Continue the passage on the Descending Triangle chart pattern from where it stops.

▶ **Text section**:
* START *

The Descending Triangle shows price weakness in the stock market. It is recognized as a bearish indicator, highlighting the fragile strength that results in negative sentiment. It is one of the chart patterns that reflect the significance of profit booking and exiting bullish positions.
The Descending Triangle consists of a horizontal trendline and a falling trendline. Herein, the falling trendline connects the lower highs, wherein the stock made continuous attempts to absorb selling pressure, but the resistance and hurdle stood firm, and selling pressure aggressively is seen forcing a reversal to lower levels. The horizontal trendline shows the lower level that provides support for a positive reversal. A breakdown occurs when the securities break this horizontal support with firm price action.
Traders and short-sellers cautiously watch the formation of Descending Triangle as it provides an opportunity to make quick gains. Building up short positions further pushes the price in a downward spiral. Though the chart pattern alone also suggests a negative bias, the addition in volumes makes the signal more confirmative and concrete.
The opposite of this negative indicator is called Ascending Triangle. This represents a bullish bias with a breakout above the horizontal line, which continuously sees attempts to conquer on the upward side.
Descending Triangle pattern is confirmed below the breakdown on the horizontal support line. It shows a negative bias for upcoming sessions and, if at all, the stock price witnesses any recovery, then the selling pressure halts the upward bias. The pattern is a continuation of the downward weakness, especially in the bearish environment.

* END *

▶ **Extracted entries**:
* START *

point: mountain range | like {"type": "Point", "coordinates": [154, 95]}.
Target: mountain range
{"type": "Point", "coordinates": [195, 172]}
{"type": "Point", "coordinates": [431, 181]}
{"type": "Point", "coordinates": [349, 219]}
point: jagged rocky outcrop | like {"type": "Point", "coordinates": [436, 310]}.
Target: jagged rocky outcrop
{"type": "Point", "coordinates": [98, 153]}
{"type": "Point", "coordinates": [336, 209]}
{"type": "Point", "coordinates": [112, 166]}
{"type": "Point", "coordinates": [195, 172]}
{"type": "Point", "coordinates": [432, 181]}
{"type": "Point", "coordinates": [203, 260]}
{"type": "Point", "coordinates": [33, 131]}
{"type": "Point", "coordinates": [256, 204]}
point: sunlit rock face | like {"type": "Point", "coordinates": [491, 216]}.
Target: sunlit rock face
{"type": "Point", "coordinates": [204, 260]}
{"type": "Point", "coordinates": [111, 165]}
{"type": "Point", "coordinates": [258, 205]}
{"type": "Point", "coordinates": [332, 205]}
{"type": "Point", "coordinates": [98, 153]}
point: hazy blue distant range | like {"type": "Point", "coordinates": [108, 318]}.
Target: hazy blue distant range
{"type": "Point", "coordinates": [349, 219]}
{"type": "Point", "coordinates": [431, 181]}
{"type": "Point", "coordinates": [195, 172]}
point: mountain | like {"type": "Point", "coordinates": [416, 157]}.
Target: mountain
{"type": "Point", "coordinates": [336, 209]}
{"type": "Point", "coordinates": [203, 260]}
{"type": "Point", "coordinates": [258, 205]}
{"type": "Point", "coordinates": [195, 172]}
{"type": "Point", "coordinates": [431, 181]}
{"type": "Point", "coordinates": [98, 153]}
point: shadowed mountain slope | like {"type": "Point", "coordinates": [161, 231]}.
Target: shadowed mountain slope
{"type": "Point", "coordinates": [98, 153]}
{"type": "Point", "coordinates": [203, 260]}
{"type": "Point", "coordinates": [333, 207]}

* END *

▶ **The output**:
The formation of such a pattern at the top of the trend firmly suggests profit booking and reversal in a negative trend. Such instances alert traders and investors to look for opportunities in profit booking or avoiding any long positions.
How to trade Descending Triangle pattern
-- Selling or shorting opportunities arrive only below the breakdown of the horizontal support line.
-- Look for volumes as one of the parameters for an aggressive downward move.
-- Any breach of significant moving averages like 50-day moving average (DMA), 100-DMA, or 200-DMA further confirms a negative bias.
-- Stop-loss is considered as the falling trendline level.
-- The target is usually the difference between the highest high of the formation and the horizontal support line. Nevertheless, sometimes the target can provide a double strike rate with price showing firm downside.
-- Unless the major technical indicators like Relative Strength Index (RSI), Moving Average Convergence Divergence (MACD), Stochastic, Williams %R, Commodity channel index, etc. don’t show a reversal in trend, the downside may see exaggerated bearishness.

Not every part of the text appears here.